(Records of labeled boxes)

╔══

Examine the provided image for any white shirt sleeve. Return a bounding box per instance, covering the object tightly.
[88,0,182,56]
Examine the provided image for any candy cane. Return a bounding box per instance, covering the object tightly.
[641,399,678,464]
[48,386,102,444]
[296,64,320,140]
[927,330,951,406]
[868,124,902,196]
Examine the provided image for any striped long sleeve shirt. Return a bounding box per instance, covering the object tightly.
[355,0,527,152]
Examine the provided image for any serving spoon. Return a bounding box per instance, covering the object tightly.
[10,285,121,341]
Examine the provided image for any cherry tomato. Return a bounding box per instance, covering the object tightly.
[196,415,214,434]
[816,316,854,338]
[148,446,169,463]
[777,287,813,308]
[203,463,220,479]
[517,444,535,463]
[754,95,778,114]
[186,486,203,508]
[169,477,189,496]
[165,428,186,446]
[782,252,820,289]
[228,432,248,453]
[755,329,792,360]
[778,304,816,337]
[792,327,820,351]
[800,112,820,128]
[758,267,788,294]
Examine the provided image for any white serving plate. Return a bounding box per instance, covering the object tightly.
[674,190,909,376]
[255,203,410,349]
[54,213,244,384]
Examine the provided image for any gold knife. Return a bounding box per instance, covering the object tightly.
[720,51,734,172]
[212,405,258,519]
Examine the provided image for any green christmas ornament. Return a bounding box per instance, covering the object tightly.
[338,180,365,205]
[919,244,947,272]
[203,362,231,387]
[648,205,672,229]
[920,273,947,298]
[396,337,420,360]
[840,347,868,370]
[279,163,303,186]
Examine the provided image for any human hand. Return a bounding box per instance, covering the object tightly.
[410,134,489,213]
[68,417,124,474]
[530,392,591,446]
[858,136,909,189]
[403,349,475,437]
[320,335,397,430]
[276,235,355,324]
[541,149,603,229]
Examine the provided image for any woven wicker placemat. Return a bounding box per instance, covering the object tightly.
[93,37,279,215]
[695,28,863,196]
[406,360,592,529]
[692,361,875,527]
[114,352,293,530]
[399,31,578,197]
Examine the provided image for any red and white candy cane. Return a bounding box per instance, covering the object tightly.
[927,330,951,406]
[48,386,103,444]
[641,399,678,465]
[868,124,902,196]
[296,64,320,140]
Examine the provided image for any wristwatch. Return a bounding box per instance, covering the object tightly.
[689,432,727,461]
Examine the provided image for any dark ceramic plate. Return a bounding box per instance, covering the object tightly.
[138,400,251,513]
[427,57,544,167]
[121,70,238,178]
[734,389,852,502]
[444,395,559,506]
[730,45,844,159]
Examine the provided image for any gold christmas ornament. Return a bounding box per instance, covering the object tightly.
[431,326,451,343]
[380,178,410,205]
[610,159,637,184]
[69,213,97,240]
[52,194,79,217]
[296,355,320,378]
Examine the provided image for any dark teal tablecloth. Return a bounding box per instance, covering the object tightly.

╚══

» **STATED GOAL**
Pull out each line of the data above that contains the word "candy".

» **EXERCISE SOLUTION**
Examine the provided image for any candy cane. Return a bounding box per instance, covering the object tightly.
Examine the provided image for any red and white candy cane. Return a bounding box per instance, covering the object tightly.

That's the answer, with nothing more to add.